--- start of Source records ---

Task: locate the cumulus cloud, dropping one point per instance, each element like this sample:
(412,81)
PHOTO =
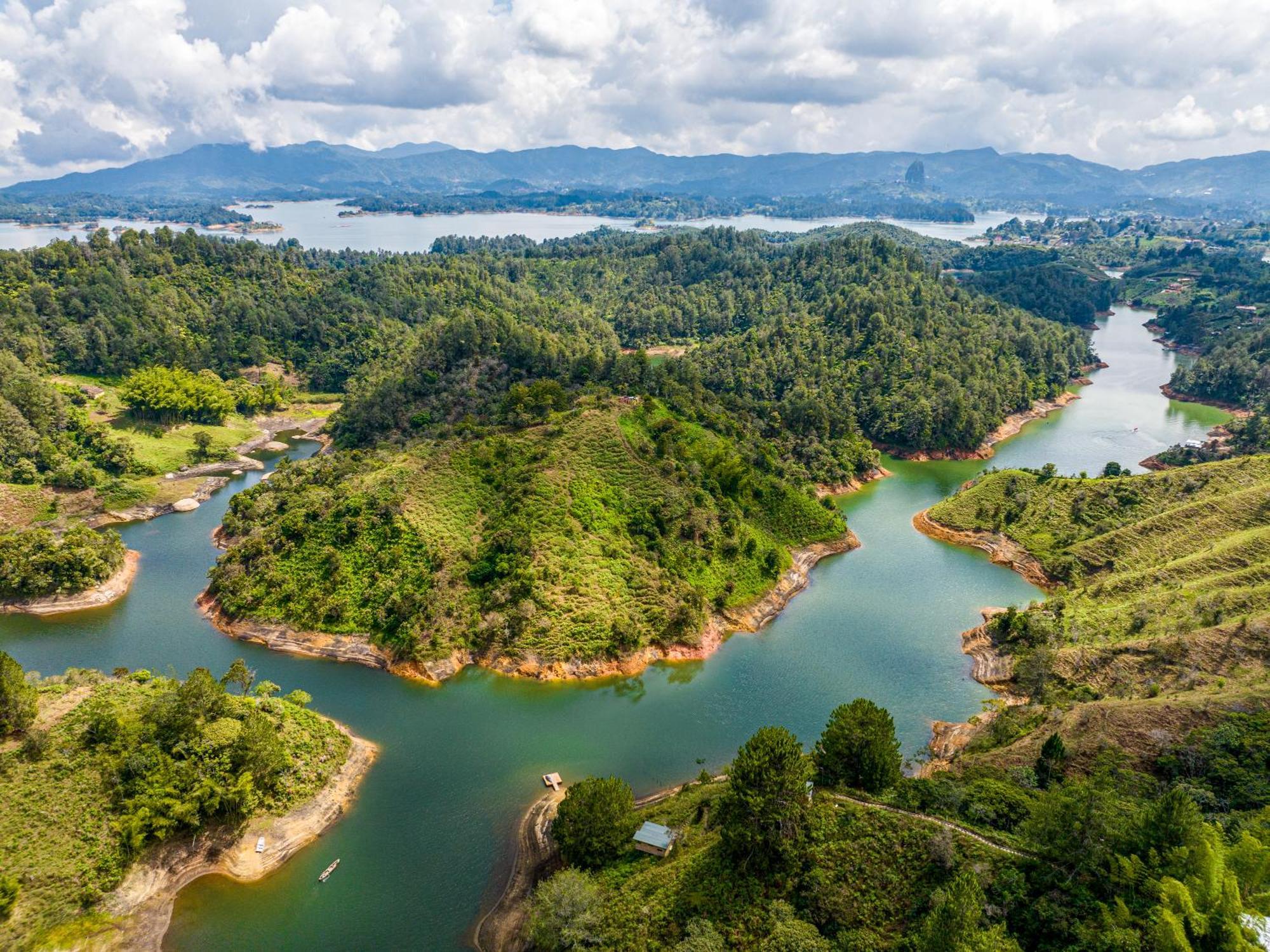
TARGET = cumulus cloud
(92,83)
(1186,121)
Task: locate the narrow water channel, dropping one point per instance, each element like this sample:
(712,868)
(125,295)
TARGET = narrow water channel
(462,762)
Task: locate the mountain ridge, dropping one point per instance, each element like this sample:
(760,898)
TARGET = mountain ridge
(317,169)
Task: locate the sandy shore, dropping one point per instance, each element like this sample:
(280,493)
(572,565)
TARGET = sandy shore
(110,591)
(855,483)
(995,672)
(147,895)
(359,649)
(1010,427)
(1001,550)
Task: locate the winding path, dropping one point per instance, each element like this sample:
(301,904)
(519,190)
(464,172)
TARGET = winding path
(502,927)
(938,821)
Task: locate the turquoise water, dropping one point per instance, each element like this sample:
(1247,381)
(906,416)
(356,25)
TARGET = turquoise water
(462,762)
(318,225)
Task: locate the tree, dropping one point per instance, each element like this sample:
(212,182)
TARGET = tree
(239,674)
(702,936)
(1052,763)
(764,812)
(17,697)
(859,748)
(954,925)
(793,935)
(267,690)
(203,445)
(260,751)
(565,913)
(595,822)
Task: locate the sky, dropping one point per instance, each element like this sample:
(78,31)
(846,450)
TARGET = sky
(87,84)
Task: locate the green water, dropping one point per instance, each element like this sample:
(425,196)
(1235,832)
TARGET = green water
(462,762)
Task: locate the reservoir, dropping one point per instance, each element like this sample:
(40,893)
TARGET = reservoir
(462,762)
(318,225)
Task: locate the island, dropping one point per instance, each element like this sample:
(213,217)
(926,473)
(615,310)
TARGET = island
(119,790)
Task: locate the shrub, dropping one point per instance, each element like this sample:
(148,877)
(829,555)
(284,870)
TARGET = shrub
(859,748)
(595,822)
(17,699)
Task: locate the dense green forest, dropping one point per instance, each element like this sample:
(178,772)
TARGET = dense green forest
(1041,281)
(138,761)
(1080,856)
(37,563)
(1165,574)
(819,344)
(46,436)
(578,535)
(1200,295)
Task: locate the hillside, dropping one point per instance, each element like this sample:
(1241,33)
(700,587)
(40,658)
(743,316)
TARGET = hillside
(1168,575)
(317,169)
(589,537)
(817,345)
(1046,854)
(112,767)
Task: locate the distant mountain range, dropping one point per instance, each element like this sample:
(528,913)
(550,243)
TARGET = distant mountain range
(317,169)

--- end of Source records ---

All the lines above are to be reproduced exactly, except the pictures.

Task: locate the cumulus cloud, dropping one point per instance, each element like this sample:
(412,81)
PHOTO =
TARGET = cumulus cloud
(92,83)
(1186,121)
Task: locate the narrow water channel, dropping one point per instance, each element like this sample:
(712,868)
(125,295)
TARGET = narrow water channel
(462,762)
Task: locate the mountain ridge, dropping one point per instance, each element like this sample:
(760,898)
TARGET = mountain ridge
(317,169)
Task: locate the sandy shore, dropping one point per instance, each element like this sample:
(280,493)
(572,565)
TARGET = sandy shore
(110,591)
(855,483)
(995,672)
(147,895)
(359,649)
(1010,427)
(1001,550)
Task: locate the winding path, dropping one point per instance, each element like this sample:
(301,904)
(519,190)
(464,172)
TARGET = winding path
(502,927)
(938,821)
Task: locate the turquoise water, dropping one point per instance, each element like this sample:
(1247,381)
(906,416)
(356,25)
TARGET = turquoise water
(462,762)
(318,225)
Task: locate the tree, dropping one point per instance, each element like this sample:
(212,182)
TARGET = tree
(239,674)
(702,936)
(1052,763)
(764,812)
(17,697)
(859,748)
(954,925)
(793,935)
(267,690)
(203,445)
(260,751)
(565,913)
(595,822)
Task: locate the sky, dropping one point per instance, each element like this sample:
(78,31)
(846,450)
TARGET = sky
(87,84)
Task: locate the green water, dropping one point per instance, each element like this sample:
(425,196)
(1235,832)
TARGET = green water
(462,762)
Task: locate the reservoir, dropping one point per instance, each element like this sample:
(40,893)
TARGET = reservoir
(462,762)
(318,225)
Task: locate the island, dropping one point per instance, each element like this sample:
(213,217)
(926,473)
(615,310)
TARGET = island
(119,790)
Task: locate the shrub, dropping one point per instance, each element like this sample:
(148,877)
(829,555)
(284,870)
TARGET = shrub
(859,748)
(595,822)
(17,699)
Task: locate the dense green forest, dropping one point per instance, each element like this sample:
(178,772)
TARGET = dense green forest
(1041,281)
(138,761)
(1080,856)
(37,563)
(1165,574)
(819,344)
(46,436)
(578,535)
(1200,295)
Task: locate the hillside, dropping one point per instance, each element like this sample:
(1241,33)
(700,587)
(40,658)
(743,316)
TARGET = hillside
(1168,575)
(317,169)
(589,537)
(817,345)
(1046,854)
(112,767)
Task: locate the distant mountain range, dropping one point per instance, each element like this sample:
(528,913)
(550,243)
TARGET = distant mountain range
(317,169)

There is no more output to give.